Excerpt to read:
--- begin ---

Journey along the magical waterways of the Norfolk Broads aboard a luxurious river cruiser
The Norfolk Broads are a stunningly beautiful network of areas of open water liked by scenic channels and natural rivers.
Abundant in wildlife, ancient landmarks, quiet villages and plenty of waterside pubs, life drifts by at a leisurely pace in this part of the world.
And there is no better way to experience the Broads than by boat.
We hired a luxury travel cruiser for a few days from the Herbert Woods fleet, which marked its 90th anniversary this summer, and is based in the marina on the River Thurne at Potter Heigham.
Our vessel, Dazzling Light 1, was light, airy and spacious, with four bedrooms and a galley, saloon and bathrooms and simple to manoeuvre.
Setting off at a sedate 3-6mph, we loved the wonderful panoramas across the Broads; a landscape punctuated by wind pumps and drainage mills, the towers of distant churches or ruined abbeys, nature reserves, reed-lined banks and cattle grazing on the marshes.

--- end ---

Provided information:
--- begin ---

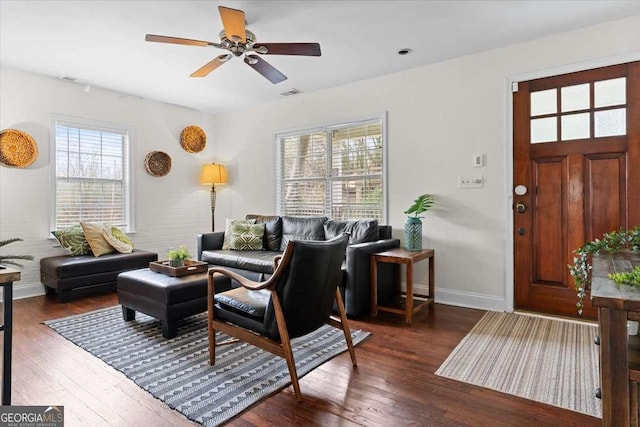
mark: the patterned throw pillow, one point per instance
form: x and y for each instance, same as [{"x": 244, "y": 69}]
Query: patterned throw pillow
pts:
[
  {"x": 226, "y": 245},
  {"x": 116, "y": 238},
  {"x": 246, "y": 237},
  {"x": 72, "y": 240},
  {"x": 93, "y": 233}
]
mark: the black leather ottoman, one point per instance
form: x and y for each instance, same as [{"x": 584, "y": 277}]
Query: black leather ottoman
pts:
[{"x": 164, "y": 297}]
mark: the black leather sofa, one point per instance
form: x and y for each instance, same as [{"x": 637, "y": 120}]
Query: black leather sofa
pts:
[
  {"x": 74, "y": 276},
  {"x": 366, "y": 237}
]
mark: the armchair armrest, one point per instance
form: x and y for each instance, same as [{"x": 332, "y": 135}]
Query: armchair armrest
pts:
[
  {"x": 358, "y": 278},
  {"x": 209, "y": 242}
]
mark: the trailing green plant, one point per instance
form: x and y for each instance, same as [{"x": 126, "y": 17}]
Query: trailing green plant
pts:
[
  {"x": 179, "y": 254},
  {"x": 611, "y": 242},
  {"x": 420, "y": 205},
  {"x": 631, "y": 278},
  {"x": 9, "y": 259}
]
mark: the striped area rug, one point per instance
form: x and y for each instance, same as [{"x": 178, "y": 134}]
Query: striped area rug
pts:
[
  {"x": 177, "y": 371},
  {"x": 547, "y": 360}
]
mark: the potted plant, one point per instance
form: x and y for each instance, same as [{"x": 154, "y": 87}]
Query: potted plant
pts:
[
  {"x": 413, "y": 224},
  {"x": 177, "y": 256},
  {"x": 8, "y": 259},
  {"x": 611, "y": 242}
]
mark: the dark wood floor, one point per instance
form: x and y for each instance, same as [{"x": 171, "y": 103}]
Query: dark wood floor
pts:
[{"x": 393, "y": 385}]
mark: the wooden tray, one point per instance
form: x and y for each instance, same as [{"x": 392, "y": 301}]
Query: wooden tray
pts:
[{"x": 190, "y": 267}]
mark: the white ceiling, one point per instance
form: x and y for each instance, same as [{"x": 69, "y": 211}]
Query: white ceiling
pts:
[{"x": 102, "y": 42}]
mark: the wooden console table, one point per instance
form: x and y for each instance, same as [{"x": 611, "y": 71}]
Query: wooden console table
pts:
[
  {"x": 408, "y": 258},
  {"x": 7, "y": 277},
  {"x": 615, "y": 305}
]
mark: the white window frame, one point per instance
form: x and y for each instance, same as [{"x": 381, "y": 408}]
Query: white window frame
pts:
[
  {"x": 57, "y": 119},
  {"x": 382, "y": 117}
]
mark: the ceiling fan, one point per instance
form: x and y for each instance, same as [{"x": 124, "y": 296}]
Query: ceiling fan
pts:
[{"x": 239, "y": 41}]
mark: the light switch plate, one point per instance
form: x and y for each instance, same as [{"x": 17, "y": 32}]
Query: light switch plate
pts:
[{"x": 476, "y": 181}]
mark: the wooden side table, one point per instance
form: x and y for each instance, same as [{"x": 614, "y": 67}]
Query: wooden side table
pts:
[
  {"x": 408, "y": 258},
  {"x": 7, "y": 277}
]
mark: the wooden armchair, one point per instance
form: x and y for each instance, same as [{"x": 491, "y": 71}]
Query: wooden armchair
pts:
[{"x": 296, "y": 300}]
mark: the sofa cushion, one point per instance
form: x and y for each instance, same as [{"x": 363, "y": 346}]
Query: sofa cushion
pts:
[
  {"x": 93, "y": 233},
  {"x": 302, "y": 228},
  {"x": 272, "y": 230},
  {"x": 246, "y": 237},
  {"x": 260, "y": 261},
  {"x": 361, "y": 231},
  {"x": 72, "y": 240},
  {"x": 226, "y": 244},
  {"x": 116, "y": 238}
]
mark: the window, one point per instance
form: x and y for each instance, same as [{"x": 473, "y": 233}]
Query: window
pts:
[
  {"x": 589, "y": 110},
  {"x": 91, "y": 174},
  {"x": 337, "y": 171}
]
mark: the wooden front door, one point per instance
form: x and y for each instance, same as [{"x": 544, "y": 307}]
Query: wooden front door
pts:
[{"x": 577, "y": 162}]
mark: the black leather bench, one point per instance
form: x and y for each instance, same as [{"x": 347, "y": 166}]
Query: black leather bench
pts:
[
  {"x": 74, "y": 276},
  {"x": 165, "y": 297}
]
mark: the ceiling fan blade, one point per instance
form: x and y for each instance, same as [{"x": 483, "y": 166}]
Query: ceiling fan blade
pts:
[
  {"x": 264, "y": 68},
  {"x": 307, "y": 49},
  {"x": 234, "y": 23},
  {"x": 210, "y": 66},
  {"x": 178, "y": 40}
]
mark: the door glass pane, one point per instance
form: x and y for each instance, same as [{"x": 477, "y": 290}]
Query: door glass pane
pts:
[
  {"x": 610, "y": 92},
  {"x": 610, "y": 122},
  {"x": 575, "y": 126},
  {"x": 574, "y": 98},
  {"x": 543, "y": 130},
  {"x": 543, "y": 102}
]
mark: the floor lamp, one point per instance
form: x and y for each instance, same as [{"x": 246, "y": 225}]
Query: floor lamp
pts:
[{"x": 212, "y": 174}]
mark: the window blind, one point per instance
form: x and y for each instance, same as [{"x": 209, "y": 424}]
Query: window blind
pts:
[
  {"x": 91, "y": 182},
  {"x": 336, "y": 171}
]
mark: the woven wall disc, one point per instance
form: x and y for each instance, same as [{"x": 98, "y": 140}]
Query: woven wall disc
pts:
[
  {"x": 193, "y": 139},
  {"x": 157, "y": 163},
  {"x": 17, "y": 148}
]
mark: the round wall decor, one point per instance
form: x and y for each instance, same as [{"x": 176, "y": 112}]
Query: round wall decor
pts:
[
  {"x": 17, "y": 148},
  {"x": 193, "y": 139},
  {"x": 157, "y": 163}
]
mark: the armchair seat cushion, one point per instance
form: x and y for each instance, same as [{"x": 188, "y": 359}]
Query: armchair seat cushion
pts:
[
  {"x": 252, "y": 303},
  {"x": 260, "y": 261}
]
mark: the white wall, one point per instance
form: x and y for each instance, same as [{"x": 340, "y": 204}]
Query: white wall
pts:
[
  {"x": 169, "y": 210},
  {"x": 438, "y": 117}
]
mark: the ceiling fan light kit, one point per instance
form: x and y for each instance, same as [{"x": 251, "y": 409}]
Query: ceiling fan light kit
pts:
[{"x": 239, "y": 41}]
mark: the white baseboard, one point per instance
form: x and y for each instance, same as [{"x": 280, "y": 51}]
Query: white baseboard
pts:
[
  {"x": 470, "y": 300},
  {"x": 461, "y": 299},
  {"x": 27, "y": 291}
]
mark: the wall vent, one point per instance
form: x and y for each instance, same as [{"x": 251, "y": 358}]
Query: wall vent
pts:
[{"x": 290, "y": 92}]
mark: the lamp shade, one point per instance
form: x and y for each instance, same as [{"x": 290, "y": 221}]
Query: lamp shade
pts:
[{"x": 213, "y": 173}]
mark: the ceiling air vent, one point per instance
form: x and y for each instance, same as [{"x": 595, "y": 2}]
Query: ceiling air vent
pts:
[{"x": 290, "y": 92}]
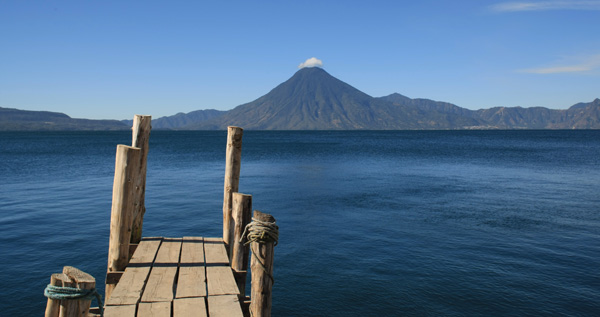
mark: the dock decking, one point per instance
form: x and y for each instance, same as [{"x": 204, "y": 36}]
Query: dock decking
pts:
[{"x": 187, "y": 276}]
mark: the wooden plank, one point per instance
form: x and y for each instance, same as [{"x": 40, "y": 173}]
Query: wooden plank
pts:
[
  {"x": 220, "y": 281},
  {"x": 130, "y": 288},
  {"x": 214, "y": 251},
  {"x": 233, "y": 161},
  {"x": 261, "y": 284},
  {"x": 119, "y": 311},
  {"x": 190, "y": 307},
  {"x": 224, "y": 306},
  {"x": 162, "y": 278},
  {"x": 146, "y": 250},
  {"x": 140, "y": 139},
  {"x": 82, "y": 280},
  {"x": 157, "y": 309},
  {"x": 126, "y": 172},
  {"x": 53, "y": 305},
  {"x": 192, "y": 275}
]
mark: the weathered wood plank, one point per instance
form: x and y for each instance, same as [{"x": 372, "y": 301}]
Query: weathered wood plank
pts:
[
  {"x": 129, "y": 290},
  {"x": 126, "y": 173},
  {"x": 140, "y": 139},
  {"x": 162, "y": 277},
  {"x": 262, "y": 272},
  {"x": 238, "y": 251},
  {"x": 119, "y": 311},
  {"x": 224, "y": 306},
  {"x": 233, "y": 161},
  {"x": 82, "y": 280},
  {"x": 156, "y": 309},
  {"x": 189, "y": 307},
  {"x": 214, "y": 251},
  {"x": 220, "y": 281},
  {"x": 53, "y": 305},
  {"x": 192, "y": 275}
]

--- end ---
--- begin ---

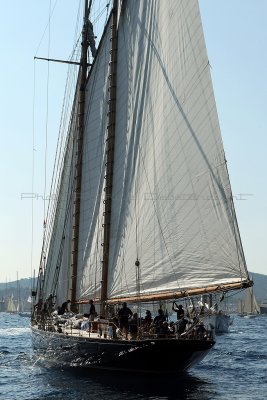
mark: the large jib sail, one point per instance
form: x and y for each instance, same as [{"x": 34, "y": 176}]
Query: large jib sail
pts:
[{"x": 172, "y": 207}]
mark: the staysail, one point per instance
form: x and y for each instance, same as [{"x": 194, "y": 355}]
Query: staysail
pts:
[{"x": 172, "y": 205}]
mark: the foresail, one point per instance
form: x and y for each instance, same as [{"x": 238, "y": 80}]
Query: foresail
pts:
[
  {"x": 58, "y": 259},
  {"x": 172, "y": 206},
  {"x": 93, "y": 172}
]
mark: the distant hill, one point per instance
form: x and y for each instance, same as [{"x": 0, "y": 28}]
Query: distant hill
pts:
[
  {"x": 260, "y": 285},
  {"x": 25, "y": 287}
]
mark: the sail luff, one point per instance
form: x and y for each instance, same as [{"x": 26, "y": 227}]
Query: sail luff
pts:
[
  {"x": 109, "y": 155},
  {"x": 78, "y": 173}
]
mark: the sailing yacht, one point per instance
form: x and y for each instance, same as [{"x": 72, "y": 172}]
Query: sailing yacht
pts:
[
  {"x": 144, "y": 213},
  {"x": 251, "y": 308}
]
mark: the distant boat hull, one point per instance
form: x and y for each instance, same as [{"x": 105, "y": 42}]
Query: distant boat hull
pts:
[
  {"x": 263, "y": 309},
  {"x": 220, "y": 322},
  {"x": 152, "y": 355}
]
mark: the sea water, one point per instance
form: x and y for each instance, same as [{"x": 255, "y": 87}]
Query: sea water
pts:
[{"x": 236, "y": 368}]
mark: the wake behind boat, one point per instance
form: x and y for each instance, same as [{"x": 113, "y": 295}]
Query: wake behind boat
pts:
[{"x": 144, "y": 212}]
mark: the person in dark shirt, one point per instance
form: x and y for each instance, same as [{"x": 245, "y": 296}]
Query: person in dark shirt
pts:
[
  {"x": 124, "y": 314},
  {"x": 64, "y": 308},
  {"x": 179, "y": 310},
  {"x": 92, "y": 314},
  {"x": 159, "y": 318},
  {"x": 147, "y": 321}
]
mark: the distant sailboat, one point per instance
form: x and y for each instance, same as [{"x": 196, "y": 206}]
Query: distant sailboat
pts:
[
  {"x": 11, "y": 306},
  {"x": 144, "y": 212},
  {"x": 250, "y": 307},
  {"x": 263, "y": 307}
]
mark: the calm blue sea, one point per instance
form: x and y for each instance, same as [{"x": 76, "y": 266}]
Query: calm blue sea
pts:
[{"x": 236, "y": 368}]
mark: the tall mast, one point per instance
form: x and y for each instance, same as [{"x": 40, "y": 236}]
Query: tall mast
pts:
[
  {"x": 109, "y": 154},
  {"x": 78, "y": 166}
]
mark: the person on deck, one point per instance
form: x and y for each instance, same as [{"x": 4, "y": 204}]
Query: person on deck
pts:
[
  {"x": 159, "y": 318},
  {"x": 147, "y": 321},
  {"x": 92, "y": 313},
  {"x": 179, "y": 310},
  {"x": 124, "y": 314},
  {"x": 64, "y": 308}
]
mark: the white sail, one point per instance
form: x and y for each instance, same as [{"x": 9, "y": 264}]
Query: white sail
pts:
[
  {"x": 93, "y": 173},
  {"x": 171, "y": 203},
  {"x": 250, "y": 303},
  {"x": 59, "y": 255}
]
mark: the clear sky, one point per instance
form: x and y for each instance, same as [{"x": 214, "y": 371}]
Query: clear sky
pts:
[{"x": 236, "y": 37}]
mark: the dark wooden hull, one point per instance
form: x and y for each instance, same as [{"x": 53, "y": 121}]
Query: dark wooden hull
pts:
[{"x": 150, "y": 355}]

--- end ---

Return the Norfolk Broads cruise text word for word, from its first line to its last.

Task response:
Journey along the magical waterways of the Norfolk Broads aboard a luxurious river cruiser
The Norfolk Broads are a stunningly beautiful network of areas of open water liked by scenic channels and natural rivers.
Abundant in wildlife, ancient landmarks, quiet villages and plenty of waterside pubs, life drifts by at a leisurely pace in this part of the world.
And there is no better way to experience the Broads than by boat.
We hired a luxury travel cruiser for a few days from the Herbert Woods fleet, which marked its 90th anniversary this summer, and is based in the marina on the River Thurne at Potter Heigham.
Our vessel, Dazzling Light 1, was light, airy and spacious, with four bedrooms and a galley, saloon and bathrooms and simple to manoeuvre.
Setting off at a sedate 3-6mph, we loved the wonderful panoramas across the Broads; a landscape punctuated by wind pumps and drainage mills, the towers of distant churches or ruined abbeys, nature reserves, reed-lined banks and cattle grazing on the marshes.